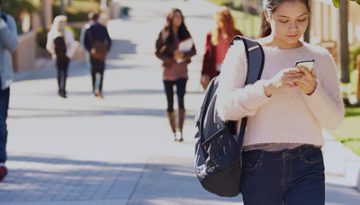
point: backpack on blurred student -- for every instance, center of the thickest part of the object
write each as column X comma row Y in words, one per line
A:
column 218, row 148
column 60, row 47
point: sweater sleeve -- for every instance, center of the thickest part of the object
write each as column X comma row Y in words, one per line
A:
column 205, row 70
column 234, row 100
column 326, row 102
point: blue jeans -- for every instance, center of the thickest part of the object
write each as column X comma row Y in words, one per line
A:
column 4, row 106
column 292, row 177
column 180, row 92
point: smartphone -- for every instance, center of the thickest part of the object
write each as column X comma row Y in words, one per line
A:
column 309, row 64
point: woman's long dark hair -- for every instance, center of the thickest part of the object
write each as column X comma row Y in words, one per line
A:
column 269, row 7
column 183, row 32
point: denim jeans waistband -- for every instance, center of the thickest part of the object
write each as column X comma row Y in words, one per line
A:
column 290, row 153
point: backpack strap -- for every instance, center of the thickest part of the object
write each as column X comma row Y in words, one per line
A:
column 255, row 61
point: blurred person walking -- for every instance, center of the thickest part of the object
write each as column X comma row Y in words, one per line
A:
column 282, row 161
column 217, row 43
column 8, row 43
column 82, row 37
column 98, row 43
column 61, row 45
column 175, row 47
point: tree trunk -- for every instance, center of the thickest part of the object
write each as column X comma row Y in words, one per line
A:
column 307, row 32
column 344, row 41
column 63, row 7
column 43, row 14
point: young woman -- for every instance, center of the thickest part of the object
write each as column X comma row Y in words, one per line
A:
column 217, row 43
column 175, row 48
column 286, row 109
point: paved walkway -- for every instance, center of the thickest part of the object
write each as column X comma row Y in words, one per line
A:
column 82, row 150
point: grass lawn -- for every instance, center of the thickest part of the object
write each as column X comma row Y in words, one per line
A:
column 349, row 131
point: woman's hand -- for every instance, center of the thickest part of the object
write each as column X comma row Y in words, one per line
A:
column 178, row 55
column 284, row 78
column 164, row 34
column 307, row 83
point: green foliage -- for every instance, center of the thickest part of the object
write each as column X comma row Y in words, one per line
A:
column 337, row 2
column 353, row 54
column 16, row 7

================

WHAT TO PRODUCE >>
Write out all the entries exactly, except for the pictures.

TASK RESULT >>
point: backpack on blurred student -- for every instance, center of the thickest part of the object
write each as column X comma row Y in words, one per line
A:
column 218, row 148
column 60, row 47
point: sweater sleeve -- for every instance, center of the thickest part of the object
write each as column X comma row Y in words, one per line
A:
column 205, row 70
column 234, row 100
column 326, row 102
point: blue jeans -- for every instance, center of the thickest part of the object
write each as column X comma row Y in words, one per line
A:
column 4, row 106
column 292, row 177
column 180, row 92
point: smartphone -- for every instance, center of the thickest part of the object
write each as column X comma row Y in words, one per line
A:
column 309, row 64
point: woman's long dark hair -- for every instance, center of the thickest part of the object
write each as column X comma row Y in words, one per line
A:
column 269, row 7
column 183, row 32
point: denim jeans waistband -- for every instance, center of the thickest part of the object
write each as column X comma row Y in words, one per line
A:
column 290, row 153
point: backpack strap -- for every instance, center of the thickest part of the object
write each as column X comma row Y in words, one per line
A:
column 255, row 61
point: blurred person walking -- for every instance, center of the thickest part of the object
write each as column X comma row Y in words, one per line
A:
column 282, row 161
column 217, row 43
column 8, row 43
column 82, row 37
column 98, row 43
column 61, row 45
column 175, row 47
point: tree trunk -- for every instance, center of the thickest part of the object
write each as column X comma row Y in words, one per line
A:
column 307, row 32
column 344, row 41
column 63, row 7
column 43, row 14
point: young woman -- for every instance, center of the thickest part of the object
write each as column X comma row Y in words, one per line
A:
column 217, row 43
column 175, row 48
column 286, row 109
point: paved walkway -- for every instance, center of the thickest part of the object
write each as column X comma row Y in words, one per line
A:
column 82, row 150
point: grass lawn -- for every instance, center of the thickest part of the object
write each as column X comma row Y in words, one per line
A:
column 349, row 131
point: woman's hand -- for every instance, center of the thickest part of the object
write each as column X comma row Y in words, one per line
A:
column 178, row 55
column 284, row 78
column 164, row 34
column 307, row 83
point: green foliage -- for every instance, center of the thickest part of the object
write each as column X comma row Y in words, one per line
A:
column 337, row 2
column 353, row 54
column 16, row 7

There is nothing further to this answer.